■ Task objective
Extend the article on "unburnable carbon" and the Carbon Tracker Initiative by continuing from the end of its final paragraph.

In three short years the terms “unburnable carbon” and “carbon budget” have become permanent fixtures in the global climate change dialogue, popularized by the efforts of a non-profit financial think tank in the U.K. called Carbon Tracker Initiative (CTI).
Mainstream media, international agencies, institutional investors, central bankers, and political leaders – from big city mayors to G8 presidents and prime ministers – increasingly rely on these four powerful words to communicate the gravity of the climate challenge to constituents.
But CTI founder Mark Campanale, the man who conceived of the “unburnable carbon” capital markets thesis, has no intention of stopping there. Campanale told Corporate Knights that he wants to expand the approach to different forms of natural capital, assuming his team can find the time and resources to do it.
“We want to take our basic analysis and apply it to forestry, water, agriculture and fisheries, starting probably with either fisheries or land-use and forestry,” Campanale said. “The only thing that has stopped us from doing that is this flipping thing called Carbon Tracker. It’s keeping us busy 14 or 15 hours out of every day. We’ve been a bit overwhelmed.”
A different way to look at carbon
It’s easy to understand why. For years people have been told that avoiding the worst effects of climate change meant keeping global average temperatures from rising no more than 2 degrees C above pre-industrial levels. Problem is, the average person really had no clue what that meant to them personally, beyond headline-grabbing stories about a future of more extreme weather and rising ocean levels. As real as that future may be, it was all too abstract – something to worry about for another day.

■ Given records
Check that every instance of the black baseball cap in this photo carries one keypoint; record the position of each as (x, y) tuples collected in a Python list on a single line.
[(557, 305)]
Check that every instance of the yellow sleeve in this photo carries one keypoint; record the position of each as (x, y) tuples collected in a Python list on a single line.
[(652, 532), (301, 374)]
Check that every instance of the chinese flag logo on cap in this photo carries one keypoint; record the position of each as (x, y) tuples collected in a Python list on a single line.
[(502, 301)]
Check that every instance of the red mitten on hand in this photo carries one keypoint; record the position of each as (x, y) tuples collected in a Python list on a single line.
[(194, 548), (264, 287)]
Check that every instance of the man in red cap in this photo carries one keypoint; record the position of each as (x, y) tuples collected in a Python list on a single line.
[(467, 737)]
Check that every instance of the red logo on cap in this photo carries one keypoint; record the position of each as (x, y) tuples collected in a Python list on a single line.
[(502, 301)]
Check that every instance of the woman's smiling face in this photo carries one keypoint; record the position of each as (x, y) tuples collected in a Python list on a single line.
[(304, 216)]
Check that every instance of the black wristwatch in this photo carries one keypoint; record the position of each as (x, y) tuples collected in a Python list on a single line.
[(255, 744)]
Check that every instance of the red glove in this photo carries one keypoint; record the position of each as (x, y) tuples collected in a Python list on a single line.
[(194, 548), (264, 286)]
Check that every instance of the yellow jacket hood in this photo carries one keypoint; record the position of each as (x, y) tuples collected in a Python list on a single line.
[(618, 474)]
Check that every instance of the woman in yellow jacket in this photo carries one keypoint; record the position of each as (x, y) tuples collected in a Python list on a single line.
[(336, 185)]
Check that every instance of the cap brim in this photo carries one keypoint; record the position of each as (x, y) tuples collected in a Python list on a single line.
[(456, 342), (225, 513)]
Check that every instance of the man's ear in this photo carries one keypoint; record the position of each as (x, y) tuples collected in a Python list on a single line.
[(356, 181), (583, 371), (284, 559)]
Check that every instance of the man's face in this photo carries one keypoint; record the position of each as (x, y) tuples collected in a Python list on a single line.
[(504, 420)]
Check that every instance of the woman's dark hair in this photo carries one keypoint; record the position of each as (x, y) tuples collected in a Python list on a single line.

■ Reply
What CTI did was reframe the challenge within the context of a carbon budget. It calculated how much carbon society could burn before exceeding that 2 degrees C threshold. It also calculated how much carbon the major publicly traded coal, oil and natural gas companies have in development and in reserve.
After that, it’s a simple grade three math question: What do you get when you subtract total “burnable” carbon assets from the global carbon budget? The answer is “unburnable carbon” – the amount of coal, oil and natural gas that must be left in the ground to avoid climate catastrophe.
Specifically, CTI found that up to 80 per cent of carbon assets held by the top 100 coal and top 100 oil and gas companies were unburnable, absent technologies such as carbon capture and storage. Since then, the Intergovernmental Panel on Climate Change, International Energy Agency and others, including a recent University College London study that appeared in the journal Nature, have reached similar conclusions.
Suddenly, the spotlight was on the big fossil-fuel companies, and CTI began asking important questions on behalf of investors, ranging from big pension funds to sovereign wealth funds: If carbon reserves can’t be burned in a climate constrained world, does that mean the shares of oil companies are overvalued? To stay within the carbon budget, which fossil fuel projects and assets are most at risk of becoming stranded? Which companies are most vulnerable?
“The whole point of the Carbon Tracker Initiative is to say, in a carbon-budgeted world, if you have high-cost, high-carbon assets that you’re developing then you’re going to be toast,” said Campanale, who in recognition of his work came close to being named 2014 sustainability leader of the year by The Guardian. (In the end, Unilever CEO Paul Polman got more votes).
The unburnable carbon message is increasingly being heard and taken seriously by investors and financial regulators. Many now consider it a matter of time before climate regulations and carbon-pricing mechanisms cause the carbon bubble to burst.
Unfortunately, most fossil fuel companies are still failing to disclose such risks, as revealed last fall in a survey of 200 publicly traded coal, oil and gas companies that CTI conducted with Ceres, CDP and the Climate Disclosure Standards Board.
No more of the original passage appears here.